§ **Data for the task**
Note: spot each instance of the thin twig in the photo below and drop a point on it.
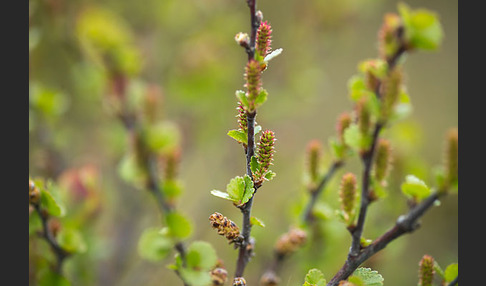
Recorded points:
(454, 282)
(405, 224)
(316, 191)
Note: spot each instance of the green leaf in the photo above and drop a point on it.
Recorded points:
(415, 188)
(269, 175)
(154, 245)
(236, 188)
(422, 28)
(451, 272)
(35, 222)
(241, 95)
(261, 98)
(272, 55)
(249, 190)
(256, 221)
(49, 278)
(220, 194)
(48, 203)
(353, 137)
(163, 137)
(369, 277)
(71, 240)
(201, 255)
(195, 277)
(314, 278)
(238, 135)
(254, 165)
(179, 226)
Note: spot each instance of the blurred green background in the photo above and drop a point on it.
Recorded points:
(187, 50)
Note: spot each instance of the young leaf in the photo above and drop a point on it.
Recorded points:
(269, 175)
(314, 278)
(52, 206)
(238, 135)
(272, 55)
(179, 226)
(415, 188)
(249, 190)
(154, 245)
(256, 221)
(368, 277)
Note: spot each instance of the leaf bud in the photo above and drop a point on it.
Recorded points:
(225, 227)
(239, 281)
(452, 151)
(34, 193)
(242, 39)
(426, 271)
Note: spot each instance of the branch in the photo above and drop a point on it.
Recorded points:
(367, 159)
(59, 252)
(405, 224)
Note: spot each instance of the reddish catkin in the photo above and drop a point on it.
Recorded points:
(344, 120)
(383, 160)
(242, 117)
(347, 194)
(264, 39)
(219, 276)
(364, 116)
(426, 271)
(239, 281)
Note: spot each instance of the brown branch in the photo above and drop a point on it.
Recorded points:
(149, 161)
(405, 224)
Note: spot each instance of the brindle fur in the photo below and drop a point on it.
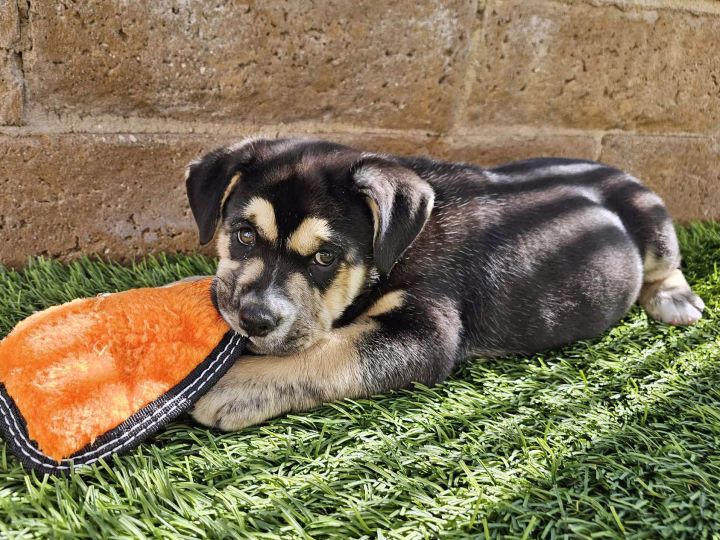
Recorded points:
(437, 261)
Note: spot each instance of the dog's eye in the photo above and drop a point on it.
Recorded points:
(324, 257)
(246, 236)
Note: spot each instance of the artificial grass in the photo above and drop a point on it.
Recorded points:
(617, 437)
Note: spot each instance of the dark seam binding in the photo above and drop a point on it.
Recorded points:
(142, 424)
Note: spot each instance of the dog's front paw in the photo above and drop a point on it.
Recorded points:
(219, 410)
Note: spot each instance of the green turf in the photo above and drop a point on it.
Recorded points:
(611, 438)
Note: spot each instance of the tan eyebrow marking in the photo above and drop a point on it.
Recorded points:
(261, 212)
(231, 186)
(386, 303)
(309, 236)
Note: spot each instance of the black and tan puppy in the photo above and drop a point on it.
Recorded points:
(357, 273)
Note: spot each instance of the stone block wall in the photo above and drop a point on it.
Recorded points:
(103, 102)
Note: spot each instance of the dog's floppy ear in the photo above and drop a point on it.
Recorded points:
(210, 179)
(400, 202)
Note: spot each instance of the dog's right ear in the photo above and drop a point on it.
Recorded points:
(210, 179)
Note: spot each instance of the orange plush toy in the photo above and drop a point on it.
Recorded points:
(96, 376)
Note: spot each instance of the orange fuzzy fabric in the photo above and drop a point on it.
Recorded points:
(78, 370)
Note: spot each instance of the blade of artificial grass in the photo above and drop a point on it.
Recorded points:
(612, 438)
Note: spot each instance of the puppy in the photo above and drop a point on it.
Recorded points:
(355, 273)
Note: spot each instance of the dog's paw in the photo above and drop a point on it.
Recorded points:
(225, 410)
(675, 306)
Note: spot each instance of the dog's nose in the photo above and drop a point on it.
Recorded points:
(257, 320)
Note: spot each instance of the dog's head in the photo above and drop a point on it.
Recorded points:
(303, 228)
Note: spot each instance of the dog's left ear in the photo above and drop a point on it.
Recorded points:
(400, 201)
(209, 181)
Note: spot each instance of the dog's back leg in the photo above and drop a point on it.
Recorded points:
(665, 294)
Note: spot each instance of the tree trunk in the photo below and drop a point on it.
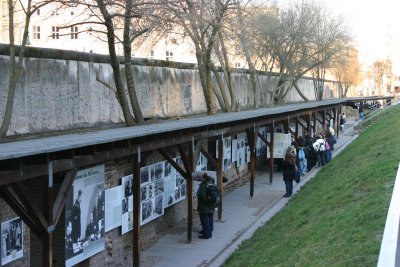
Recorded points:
(129, 120)
(204, 66)
(221, 96)
(137, 112)
(14, 69)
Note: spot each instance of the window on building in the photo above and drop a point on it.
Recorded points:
(36, 32)
(55, 32)
(74, 32)
(169, 56)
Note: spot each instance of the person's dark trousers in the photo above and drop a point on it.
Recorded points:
(289, 187)
(207, 223)
(321, 155)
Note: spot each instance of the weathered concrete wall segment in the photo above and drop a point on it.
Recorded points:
(62, 93)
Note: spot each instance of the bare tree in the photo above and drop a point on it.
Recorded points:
(122, 23)
(201, 20)
(15, 66)
(346, 69)
(329, 39)
(378, 70)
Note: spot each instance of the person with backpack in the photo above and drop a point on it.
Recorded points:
(302, 156)
(311, 154)
(289, 169)
(329, 143)
(319, 148)
(205, 206)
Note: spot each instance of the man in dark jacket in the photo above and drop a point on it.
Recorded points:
(289, 173)
(76, 218)
(205, 208)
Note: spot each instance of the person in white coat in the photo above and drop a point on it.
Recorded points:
(319, 148)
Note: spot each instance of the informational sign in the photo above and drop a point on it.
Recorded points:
(84, 216)
(11, 240)
(127, 204)
(113, 210)
(281, 143)
(227, 153)
(241, 149)
(152, 192)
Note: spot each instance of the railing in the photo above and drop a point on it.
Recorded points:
(389, 255)
(375, 115)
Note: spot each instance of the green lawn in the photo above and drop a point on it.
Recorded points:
(338, 217)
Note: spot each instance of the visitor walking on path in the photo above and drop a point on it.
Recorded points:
(289, 172)
(205, 208)
(319, 148)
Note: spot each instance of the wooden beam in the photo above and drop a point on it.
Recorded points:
(62, 194)
(185, 160)
(30, 207)
(19, 209)
(251, 138)
(263, 139)
(172, 162)
(211, 160)
(220, 163)
(196, 152)
(271, 155)
(136, 208)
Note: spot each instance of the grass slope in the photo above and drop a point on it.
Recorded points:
(338, 217)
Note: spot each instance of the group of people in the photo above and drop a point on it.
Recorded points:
(94, 227)
(305, 153)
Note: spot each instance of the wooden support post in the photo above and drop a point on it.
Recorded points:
(335, 124)
(220, 163)
(189, 179)
(271, 155)
(315, 123)
(136, 208)
(47, 238)
(251, 138)
(189, 186)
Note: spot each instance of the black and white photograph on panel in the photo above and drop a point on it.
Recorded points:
(84, 216)
(127, 204)
(151, 190)
(159, 187)
(203, 162)
(11, 240)
(144, 192)
(127, 184)
(147, 211)
(152, 173)
(158, 206)
(227, 149)
(177, 194)
(144, 175)
(167, 169)
(169, 184)
(159, 171)
(234, 150)
(183, 190)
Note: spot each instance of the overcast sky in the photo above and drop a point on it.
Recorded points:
(371, 22)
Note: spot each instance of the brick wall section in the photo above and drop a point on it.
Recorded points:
(6, 213)
(118, 248)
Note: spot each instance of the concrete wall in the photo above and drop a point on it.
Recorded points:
(58, 90)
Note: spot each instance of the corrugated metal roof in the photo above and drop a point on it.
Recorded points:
(51, 144)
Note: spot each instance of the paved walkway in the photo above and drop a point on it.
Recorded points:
(241, 216)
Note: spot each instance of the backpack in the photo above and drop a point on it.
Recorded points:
(302, 155)
(327, 146)
(213, 194)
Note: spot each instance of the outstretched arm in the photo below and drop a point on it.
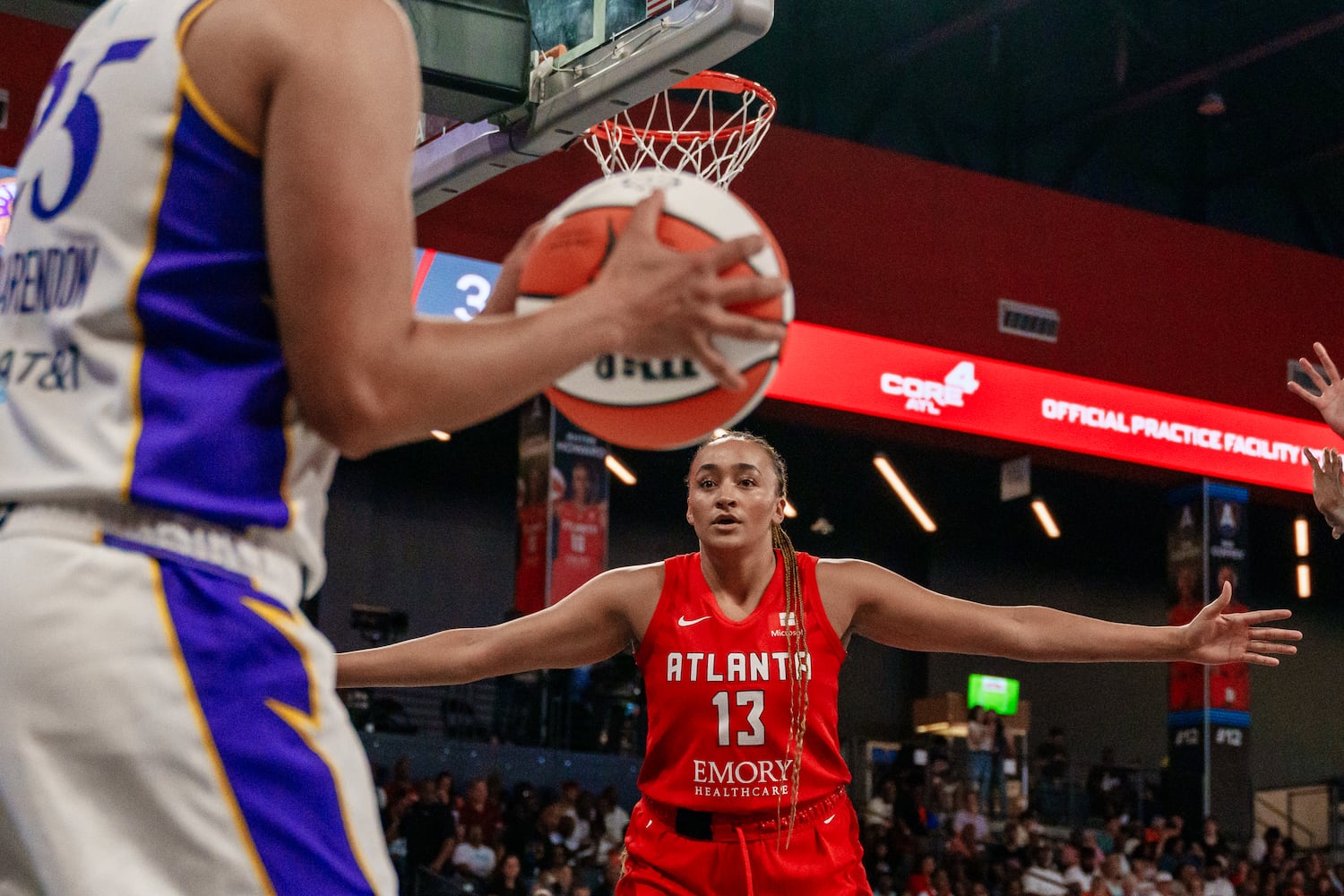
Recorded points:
(366, 371)
(1330, 403)
(1328, 487)
(593, 624)
(892, 610)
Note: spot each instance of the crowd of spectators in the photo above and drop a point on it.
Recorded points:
(494, 841)
(925, 833)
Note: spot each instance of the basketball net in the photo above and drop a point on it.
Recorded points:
(709, 124)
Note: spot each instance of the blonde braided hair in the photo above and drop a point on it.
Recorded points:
(796, 634)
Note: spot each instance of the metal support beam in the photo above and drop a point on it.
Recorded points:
(1196, 77)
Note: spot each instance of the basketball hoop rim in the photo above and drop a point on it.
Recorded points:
(720, 81)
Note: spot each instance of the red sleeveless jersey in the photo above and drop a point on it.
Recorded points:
(718, 696)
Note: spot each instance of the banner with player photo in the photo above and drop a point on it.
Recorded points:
(580, 511)
(1209, 707)
(531, 565)
(562, 506)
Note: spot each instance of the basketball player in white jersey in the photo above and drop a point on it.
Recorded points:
(206, 296)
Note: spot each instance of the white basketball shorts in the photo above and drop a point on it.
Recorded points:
(168, 723)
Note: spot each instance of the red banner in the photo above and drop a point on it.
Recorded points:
(935, 387)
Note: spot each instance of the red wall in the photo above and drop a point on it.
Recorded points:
(30, 53)
(902, 247)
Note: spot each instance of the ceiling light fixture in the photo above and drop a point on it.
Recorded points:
(620, 470)
(1304, 581)
(1047, 520)
(1301, 538)
(903, 492)
(1211, 104)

§ **Problem**
Go through the records above and copy each line where "support" is found.

§ **The completed task**
Note: spot each instance of the wooden support post in the photo above and drop a point on it.
Note: spot each instance of the metal support beam in the photo above and drop a point on it.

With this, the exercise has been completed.